━━━ MATERIAL PROVIDED ━━━

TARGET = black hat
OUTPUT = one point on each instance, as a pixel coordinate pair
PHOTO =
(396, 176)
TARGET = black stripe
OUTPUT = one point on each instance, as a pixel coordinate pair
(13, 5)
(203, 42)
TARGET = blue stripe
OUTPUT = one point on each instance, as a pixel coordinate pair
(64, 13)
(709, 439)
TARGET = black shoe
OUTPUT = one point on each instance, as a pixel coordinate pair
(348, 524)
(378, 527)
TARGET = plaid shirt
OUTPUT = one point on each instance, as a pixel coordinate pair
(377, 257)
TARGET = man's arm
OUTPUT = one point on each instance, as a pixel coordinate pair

━━━

YOUR GOAL –
Put every line of the records above into a numbered list, omitting any blank lines.

RESULT –
1. TARGET = black hat
2. OUTPUT = one point on each instance, as a pixel coordinate pair
3. PHOTO =
4. (396, 176)
5. TARGET = black stripe
6. OUTPUT = one point on each instance, as a pixel coordinate pair
7. (13, 5)
8. (203, 42)
9. TARGET = blue stripe
10. OUTPUT = one point on each instance, as a pixel coordinate pair
11. (64, 13)
12. (709, 439)
13. TARGET = black shoe
14. OUTPUT = one point on each instance, as a pixel coordinate pair
15. (348, 524)
16. (378, 527)
17. TARGET = plaid shirt
18. OUTPUT = one point on each instance, as a pixel coordinate pair
19. (377, 257)
20. TARGET = man's arm
21. OUTPUT = one point on each instance, as a pixel coordinate pair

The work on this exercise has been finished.